According to the page on green leaf tobacco extracts, what does High Resolution Deconvolution™ (HRD™) separate?

### PAGE

------------------------------------------------------------

Comprehensive Characterization of Green Leaf Tobacco Extracts Using GC-HRT

Importance of the Topic

Understanding the complex chemical composition of tobacco leaf extracts is critical for assessing flavor attributes, health risks, and metabolic pathways. High-resolution mass spectrometry coupled with advanced data deconvolution methods enables confident identification of a wide range of metabolites and trace compounds in plant matrices.

Objectives and Study Overview

• Evaluate the performance of a Pegasus GC–High Resolution Time-of-Flight Mass Spectrometer (GC-HRT) for non-targeted profiling of green leaf tobacco extracts.
• Demonstrate the use of High Resolution Deconvolution™ (HRD™) to separate coeluting analytes and match spectra against EI-MS libraries.

------------------------------------------------------------

### Excerpts from a detection dataset
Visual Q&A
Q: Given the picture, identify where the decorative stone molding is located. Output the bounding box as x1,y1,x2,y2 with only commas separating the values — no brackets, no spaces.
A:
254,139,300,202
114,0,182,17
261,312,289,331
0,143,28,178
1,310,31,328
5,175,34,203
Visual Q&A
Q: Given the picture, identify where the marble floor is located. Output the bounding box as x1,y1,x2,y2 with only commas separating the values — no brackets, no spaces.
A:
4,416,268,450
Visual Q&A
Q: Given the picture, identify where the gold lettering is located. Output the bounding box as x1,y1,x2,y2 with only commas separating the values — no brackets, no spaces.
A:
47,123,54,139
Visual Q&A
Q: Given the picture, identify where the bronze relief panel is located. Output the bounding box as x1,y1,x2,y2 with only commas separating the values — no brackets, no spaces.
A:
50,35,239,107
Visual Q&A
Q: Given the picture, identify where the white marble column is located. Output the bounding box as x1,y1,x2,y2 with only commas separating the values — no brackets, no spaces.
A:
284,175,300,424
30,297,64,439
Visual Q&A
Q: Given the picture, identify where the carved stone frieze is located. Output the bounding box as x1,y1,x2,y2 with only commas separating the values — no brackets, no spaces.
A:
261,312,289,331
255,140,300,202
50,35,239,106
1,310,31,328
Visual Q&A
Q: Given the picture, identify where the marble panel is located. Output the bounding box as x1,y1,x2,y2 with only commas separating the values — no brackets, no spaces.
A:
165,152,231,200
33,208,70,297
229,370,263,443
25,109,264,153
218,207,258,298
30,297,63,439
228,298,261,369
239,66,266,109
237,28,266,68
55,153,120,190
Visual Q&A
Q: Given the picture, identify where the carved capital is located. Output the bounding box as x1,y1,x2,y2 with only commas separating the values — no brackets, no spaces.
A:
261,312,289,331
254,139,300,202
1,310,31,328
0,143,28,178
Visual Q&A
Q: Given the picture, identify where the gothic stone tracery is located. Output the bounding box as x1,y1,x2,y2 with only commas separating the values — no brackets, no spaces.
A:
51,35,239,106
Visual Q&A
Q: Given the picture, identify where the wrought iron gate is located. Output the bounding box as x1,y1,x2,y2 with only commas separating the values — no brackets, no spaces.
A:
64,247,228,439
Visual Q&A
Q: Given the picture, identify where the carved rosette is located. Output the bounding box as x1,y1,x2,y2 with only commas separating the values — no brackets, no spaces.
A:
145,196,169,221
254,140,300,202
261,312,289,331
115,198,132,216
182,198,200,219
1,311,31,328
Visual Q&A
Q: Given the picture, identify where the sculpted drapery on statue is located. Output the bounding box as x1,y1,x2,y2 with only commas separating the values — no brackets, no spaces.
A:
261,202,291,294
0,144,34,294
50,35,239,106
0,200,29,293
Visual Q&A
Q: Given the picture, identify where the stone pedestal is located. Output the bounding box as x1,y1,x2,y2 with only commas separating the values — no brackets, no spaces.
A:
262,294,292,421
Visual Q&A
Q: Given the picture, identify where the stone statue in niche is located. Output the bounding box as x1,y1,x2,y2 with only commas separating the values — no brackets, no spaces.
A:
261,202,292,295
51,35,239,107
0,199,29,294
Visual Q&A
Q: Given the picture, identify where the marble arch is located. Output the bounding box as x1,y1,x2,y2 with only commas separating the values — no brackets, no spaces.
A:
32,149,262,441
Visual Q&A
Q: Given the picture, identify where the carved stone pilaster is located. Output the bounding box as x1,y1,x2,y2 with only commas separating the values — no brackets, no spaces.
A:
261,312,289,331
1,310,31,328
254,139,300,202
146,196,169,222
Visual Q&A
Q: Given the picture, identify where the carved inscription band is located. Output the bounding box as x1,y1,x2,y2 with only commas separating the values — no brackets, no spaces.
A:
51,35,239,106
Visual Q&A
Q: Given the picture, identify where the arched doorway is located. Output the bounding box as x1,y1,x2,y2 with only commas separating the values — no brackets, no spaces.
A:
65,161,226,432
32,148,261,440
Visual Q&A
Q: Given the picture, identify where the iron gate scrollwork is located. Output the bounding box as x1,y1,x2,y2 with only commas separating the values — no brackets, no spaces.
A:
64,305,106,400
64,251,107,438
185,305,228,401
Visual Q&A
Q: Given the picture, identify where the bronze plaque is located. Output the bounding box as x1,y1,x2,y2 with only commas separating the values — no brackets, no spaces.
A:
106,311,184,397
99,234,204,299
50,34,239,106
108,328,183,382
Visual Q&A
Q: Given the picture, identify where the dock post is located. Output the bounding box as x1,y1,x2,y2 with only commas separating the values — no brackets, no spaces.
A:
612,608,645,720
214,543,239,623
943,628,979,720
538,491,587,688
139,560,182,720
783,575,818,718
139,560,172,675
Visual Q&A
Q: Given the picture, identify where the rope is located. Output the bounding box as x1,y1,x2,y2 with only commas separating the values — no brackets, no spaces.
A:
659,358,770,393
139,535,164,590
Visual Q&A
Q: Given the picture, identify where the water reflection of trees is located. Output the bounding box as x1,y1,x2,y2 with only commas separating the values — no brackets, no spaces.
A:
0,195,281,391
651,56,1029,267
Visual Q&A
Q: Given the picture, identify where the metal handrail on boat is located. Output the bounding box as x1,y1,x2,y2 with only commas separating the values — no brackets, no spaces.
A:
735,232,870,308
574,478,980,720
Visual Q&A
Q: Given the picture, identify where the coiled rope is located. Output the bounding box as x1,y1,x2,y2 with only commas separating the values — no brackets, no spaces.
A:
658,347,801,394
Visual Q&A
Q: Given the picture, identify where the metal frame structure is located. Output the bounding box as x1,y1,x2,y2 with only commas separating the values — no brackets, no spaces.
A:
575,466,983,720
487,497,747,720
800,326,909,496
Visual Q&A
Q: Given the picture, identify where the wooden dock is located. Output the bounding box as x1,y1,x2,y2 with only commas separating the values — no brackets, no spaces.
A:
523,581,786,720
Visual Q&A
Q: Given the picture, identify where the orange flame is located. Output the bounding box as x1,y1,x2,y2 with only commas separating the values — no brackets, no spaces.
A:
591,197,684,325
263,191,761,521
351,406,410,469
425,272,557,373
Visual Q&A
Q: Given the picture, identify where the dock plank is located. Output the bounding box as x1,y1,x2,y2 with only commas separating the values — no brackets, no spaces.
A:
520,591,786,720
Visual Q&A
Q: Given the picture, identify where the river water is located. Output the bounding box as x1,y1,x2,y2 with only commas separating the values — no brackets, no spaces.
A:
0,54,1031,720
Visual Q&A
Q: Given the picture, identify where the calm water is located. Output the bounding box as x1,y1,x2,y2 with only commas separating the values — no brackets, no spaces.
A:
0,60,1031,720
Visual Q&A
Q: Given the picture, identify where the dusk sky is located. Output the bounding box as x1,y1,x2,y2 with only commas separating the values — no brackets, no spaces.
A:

------------------------------------------------------------

### COMPLETE OUTPUT
Coeluting analytes.